### Texte
Les Conseils Citoyens

Mis en place par la "fameuse" loi de programmation pour la ville et la cohésion urbaine du 21 février 2014 (loi Lamy), les conseils citoyens sont des dispositifs participatifs qui regroupent au minimum une quinzaine d’habitants et d’acteurs locaux et/ou associatifs au sein des quartiers politiques de la ville.

Les conseils citoyens, késako ?

Encore méconnus du grand public, les conseils citoyens (qui ne sont pas les conseils de quartier) existent depuis 2014.
Mis en place par la "fameuse" loi de programmation pour la ville et la cohésion urbaine du 21 février 2014 (loi Lamy), les conseils citoyens sont des dispositifs participatifs qui regroupent au minimum une quinzaine d’habitants et d’acteurs locaux et/ou associatifs au sein des quartiers politiques de la ville.

### Consignes
• A. Répondez à ces questions sur le texte consacré aux conseils citoyens :
(i) Quelle loi a instauré les conseils citoyens, et de quand date-t-elle ?
(ii) Avec quelles instances le texte précise-t-il que les conseils citoyens ne doivent pas être confondus ?
(iii) Combien de personnes un conseil citoyen regroupe-t-il au minimum ?
• B. Transcrivez tout ce qui va de « Les conseils citoyens, késako » jusqu'à « existent depuis 2014. » dans le texte sur les conseils citoyens.

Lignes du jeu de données
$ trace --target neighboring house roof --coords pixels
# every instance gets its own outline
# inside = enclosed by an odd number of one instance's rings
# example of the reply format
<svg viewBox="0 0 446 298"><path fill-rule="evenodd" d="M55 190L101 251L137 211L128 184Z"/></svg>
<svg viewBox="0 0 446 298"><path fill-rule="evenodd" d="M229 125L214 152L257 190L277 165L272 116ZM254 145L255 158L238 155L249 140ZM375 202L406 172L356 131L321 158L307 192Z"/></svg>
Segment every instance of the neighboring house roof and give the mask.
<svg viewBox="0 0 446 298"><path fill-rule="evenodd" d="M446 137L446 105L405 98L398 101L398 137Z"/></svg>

### Réponses attendues
• A.
(i) La loi de programmation pour la ville et la cohésion urbaine, dite loi Lamy, du 21 février 2014.
(ii) Les conseils de quartier.
(iii) Une quinzaine d'habitants et d'acteurs locaux et/ou associatifs.

• B.
Les conseils citoyens, késako ?

Encore méconnus du grand public, les conseils citoyens (qui ne sont pas les conseils de quartier) existent depuis 2014.